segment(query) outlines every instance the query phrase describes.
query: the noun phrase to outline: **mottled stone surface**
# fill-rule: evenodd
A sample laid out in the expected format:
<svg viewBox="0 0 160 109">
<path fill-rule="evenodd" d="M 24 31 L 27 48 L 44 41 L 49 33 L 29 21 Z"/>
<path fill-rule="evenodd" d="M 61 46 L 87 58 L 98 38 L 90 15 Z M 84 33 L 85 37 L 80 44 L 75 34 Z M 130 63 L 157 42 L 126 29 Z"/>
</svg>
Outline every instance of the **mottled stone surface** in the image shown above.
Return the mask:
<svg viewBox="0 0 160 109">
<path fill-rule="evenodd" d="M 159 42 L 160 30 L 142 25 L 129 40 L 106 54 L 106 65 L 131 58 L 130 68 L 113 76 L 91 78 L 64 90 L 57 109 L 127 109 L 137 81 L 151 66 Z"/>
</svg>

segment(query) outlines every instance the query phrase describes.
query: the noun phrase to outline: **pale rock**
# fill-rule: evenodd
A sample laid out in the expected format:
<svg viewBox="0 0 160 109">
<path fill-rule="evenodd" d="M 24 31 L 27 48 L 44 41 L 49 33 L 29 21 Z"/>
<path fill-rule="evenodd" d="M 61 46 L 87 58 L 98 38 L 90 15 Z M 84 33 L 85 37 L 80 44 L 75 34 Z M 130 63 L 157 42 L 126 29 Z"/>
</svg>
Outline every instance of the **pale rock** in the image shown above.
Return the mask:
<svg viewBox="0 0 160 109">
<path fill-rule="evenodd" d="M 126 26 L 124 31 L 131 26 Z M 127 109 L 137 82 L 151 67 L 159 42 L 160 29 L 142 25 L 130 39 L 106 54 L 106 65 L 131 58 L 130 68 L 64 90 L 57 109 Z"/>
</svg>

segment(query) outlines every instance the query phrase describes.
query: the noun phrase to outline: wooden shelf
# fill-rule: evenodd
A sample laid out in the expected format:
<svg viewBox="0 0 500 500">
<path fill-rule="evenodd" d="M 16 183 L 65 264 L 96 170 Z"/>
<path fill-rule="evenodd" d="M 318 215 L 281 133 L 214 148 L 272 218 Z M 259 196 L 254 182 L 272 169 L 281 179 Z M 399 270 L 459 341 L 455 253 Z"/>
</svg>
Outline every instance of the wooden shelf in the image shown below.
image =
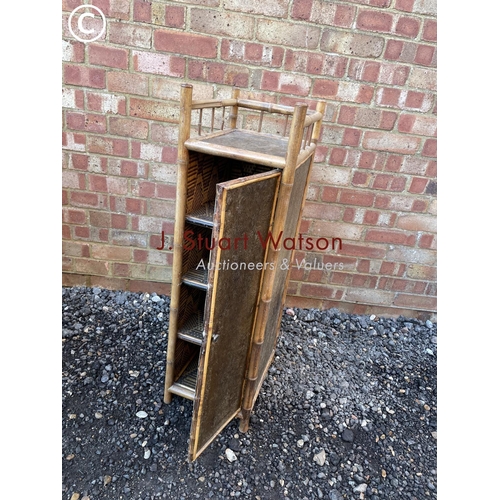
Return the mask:
<svg viewBox="0 0 500 500">
<path fill-rule="evenodd" d="M 244 145 L 244 148 L 242 147 Z M 229 129 L 208 136 L 188 139 L 188 150 L 274 168 L 285 167 L 288 138 L 250 130 Z"/>
<path fill-rule="evenodd" d="M 170 387 L 169 391 L 183 398 L 194 400 L 196 379 L 198 377 L 198 358 L 193 359 L 179 379 Z"/>
<path fill-rule="evenodd" d="M 200 208 L 193 210 L 190 214 L 186 215 L 186 221 L 198 226 L 214 227 L 214 208 L 215 203 L 209 201 Z"/>
<path fill-rule="evenodd" d="M 197 311 L 192 314 L 179 328 L 177 336 L 192 344 L 201 345 L 203 341 L 203 312 Z"/>
<path fill-rule="evenodd" d="M 194 286 L 202 290 L 208 289 L 208 268 L 205 262 L 205 269 L 191 269 L 182 276 L 182 282 L 189 286 Z"/>
</svg>

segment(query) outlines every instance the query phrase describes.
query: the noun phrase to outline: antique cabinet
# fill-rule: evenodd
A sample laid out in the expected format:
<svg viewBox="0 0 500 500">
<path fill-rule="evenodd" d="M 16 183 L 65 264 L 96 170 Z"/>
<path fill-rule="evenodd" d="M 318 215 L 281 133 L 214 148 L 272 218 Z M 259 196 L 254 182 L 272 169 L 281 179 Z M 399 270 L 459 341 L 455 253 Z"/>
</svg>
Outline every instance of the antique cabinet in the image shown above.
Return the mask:
<svg viewBox="0 0 500 500">
<path fill-rule="evenodd" d="M 181 87 L 165 376 L 194 401 L 189 459 L 250 413 L 272 362 L 325 103 L 194 101 Z M 194 117 L 194 119 L 192 119 Z M 270 120 L 266 130 L 265 120 Z M 288 248 L 288 249 L 287 249 Z"/>
</svg>

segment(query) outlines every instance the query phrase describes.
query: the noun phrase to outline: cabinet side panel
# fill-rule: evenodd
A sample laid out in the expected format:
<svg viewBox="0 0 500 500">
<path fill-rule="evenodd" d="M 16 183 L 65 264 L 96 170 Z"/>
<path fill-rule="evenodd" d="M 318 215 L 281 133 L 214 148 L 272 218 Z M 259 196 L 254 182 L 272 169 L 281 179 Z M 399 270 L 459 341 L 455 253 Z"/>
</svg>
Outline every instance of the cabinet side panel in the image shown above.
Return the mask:
<svg viewBox="0 0 500 500">
<path fill-rule="evenodd" d="M 295 238 L 299 225 L 299 217 L 302 209 L 302 200 L 306 195 L 307 178 L 311 160 L 305 161 L 295 172 L 295 180 L 290 197 L 290 205 L 285 219 L 285 227 L 281 238 L 281 250 L 278 255 L 278 265 L 276 268 L 275 280 L 273 285 L 273 293 L 269 304 L 269 319 L 266 324 L 266 332 L 259 362 L 259 371 L 256 382 L 256 387 L 260 387 L 263 378 L 266 376 L 266 370 L 274 353 L 276 344 L 276 336 L 281 322 L 283 299 L 286 293 L 285 287 L 289 270 L 284 265 L 288 264 L 290 269 L 292 266 L 291 259 L 293 257 L 293 249 L 287 250 L 283 246 L 285 238 Z M 290 247 L 290 245 L 287 245 Z M 285 261 L 286 259 L 286 261 Z M 255 398 L 257 394 L 255 394 Z"/>
<path fill-rule="evenodd" d="M 190 458 L 216 437 L 241 407 L 247 355 L 252 340 L 279 173 L 259 174 L 218 187 L 214 228 L 221 247 L 212 251 L 214 288 L 210 319 L 200 358 Z M 226 248 L 227 247 L 227 248 Z M 201 383 L 200 383 L 201 382 Z M 199 398 L 199 399 L 198 399 Z"/>
</svg>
----
- TASK STATEMENT:
Each line of the listing above that contains the word "image" is to be copied.

- REPLY TO THE EXERCISE:
Outline every instance of the **mottled stone surface** in the image shown above.
Outline every instance of the **pale rock** in the image shown above.
Outline every instance of the wooden shelf in the image shown below.
image =
Outline every instance of the antique cabinet in the image shown above.
Outline every instance of the cabinet side panel in the image shown above.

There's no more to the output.